LAS TAREAS:
a. En el fragmento seleccionado sobre las nuevas elecciones, ¿qué palabras se enumeran como las que inundan el cerebro de quien escribe?
b. Resuma de forma más breve el párrafo del fragmento seleccionado sobre las nuevas elecciones que comienza con «No, no quiero ocultar» y conserve sus datos principales.
c. Transcriba literalmente el pasaje del fragmento seleccionado sobre las nuevas elecciones que comienza con "No, no hace" y continúa hasta "que nos encontramos.".

FRAGMENTO SELECCIONADO:
┌────────

No, no hace falta que me lo digan. Estoy segura de que, como yo, la retahíla de palabras que nos vienen estos días a la cabeza a cuenta de las nuevas elecciones es larga y no alegre: hastío, aburrimiento, decepción, desafección, desconfianza, hartazgo… todo eso y mucho más es lo que, pronunciado o no, inunda mi cerebro desde hace días. Sí, el mío y el de todos los que vivimos en este país y los que, aun viviendo fuera, ven desde la distancia el panorama ante el que nos encontramos.

No, no quiero ocultar mi profundo enfado ante lo que considero incapacidad por parte de los máximos representantes políticos nacionales. Sí, el Estado les queda grande, cualquier cosa que no sea la ordenación interna de sus organizaciones les queda grande y ni aún así, también eso, les sobrepasa a juzgar por los resultados. Y es que se han rodeado de personal tal incapaz como ellos mismos, corifeos que por mantenerse en determinados puestos o medrar se muestran solícitos a adular, defender y proteger a unos líderes que deberían plantearse ocupar su tiempo y sus vidas en otras ocupaciones, otros quehaceres que no nos afectaran a los demás habida cuenta de su falta de competencia.

└────────

DATOS PROPORCIONADOS:
┌────────

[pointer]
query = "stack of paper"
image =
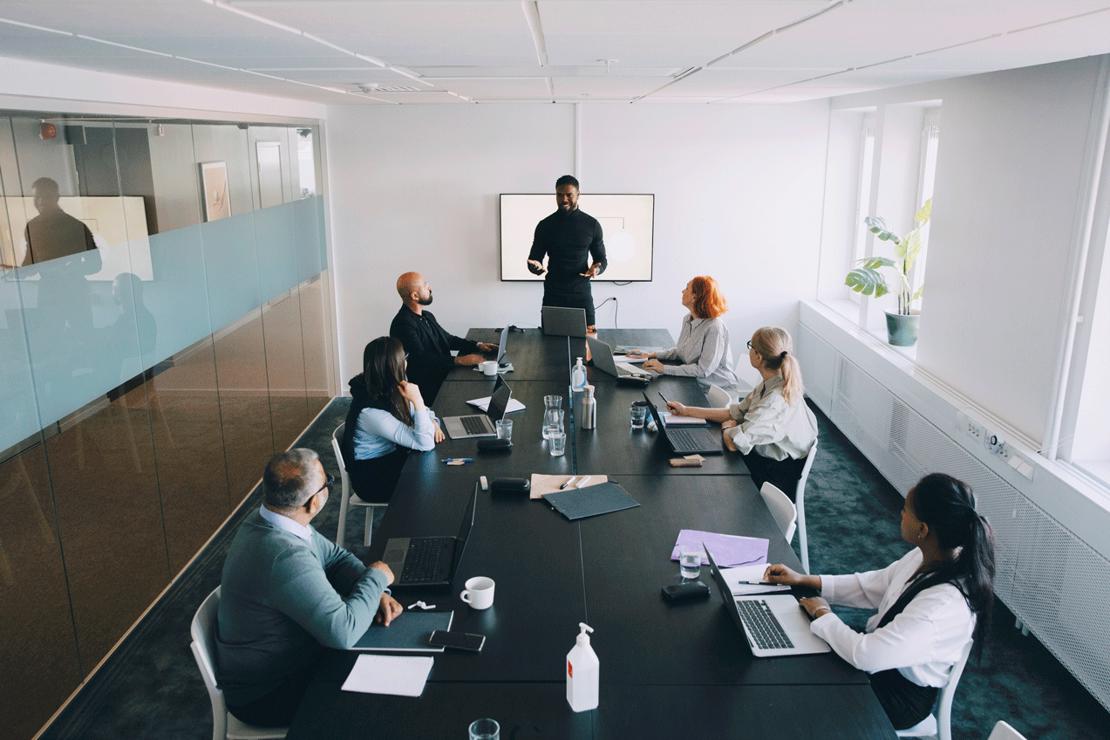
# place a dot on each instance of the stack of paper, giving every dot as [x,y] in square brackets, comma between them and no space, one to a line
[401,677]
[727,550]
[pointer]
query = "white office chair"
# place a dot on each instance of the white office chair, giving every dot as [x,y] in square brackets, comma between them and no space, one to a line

└────────

RESULTADOS POR TAREA:
a. Hastío, aburrimiento, decepción, desafección, desconfianza y hartazgo.

b. Quien escribe manifiesta su profundo enfado por lo que considera la incapacidad de los máximos representantes políticos nacionales. Según el texto, el Estado les queda grande, al igual que cualquier asunto que no sea la ordenación interna de sus organizaciones, e incluso esta los sobrepasa a juzgar por los resultados. Se han rodeado de un personal igual de incapaz, corifeos que adulan, defienden y protegen a sus líderes para mantenerse en sus puestos o medrar. Por su falta de competencia, esos líderes deberían dedicarse a otras ocupaciones que no afectaran a los demás.

c.
No, no hace falta que me lo digan. Estoy segura de que, como yo, la retahíla de palabras que nos vienen estos días a la cabeza a cuenta de las nuevas elecciones es larga y no alegre: hastío, aburrimiento, decepción, desafección, desconfianza, hartazgo… todo eso y mucho más es lo que, pronunciado o no, inunda mi cerebro desde hace días. Sí, el mío y el de todos los que vivimos en este país y los que, aun viviendo fuera, ven desde la distancia el panorama ante el que nos encontramos.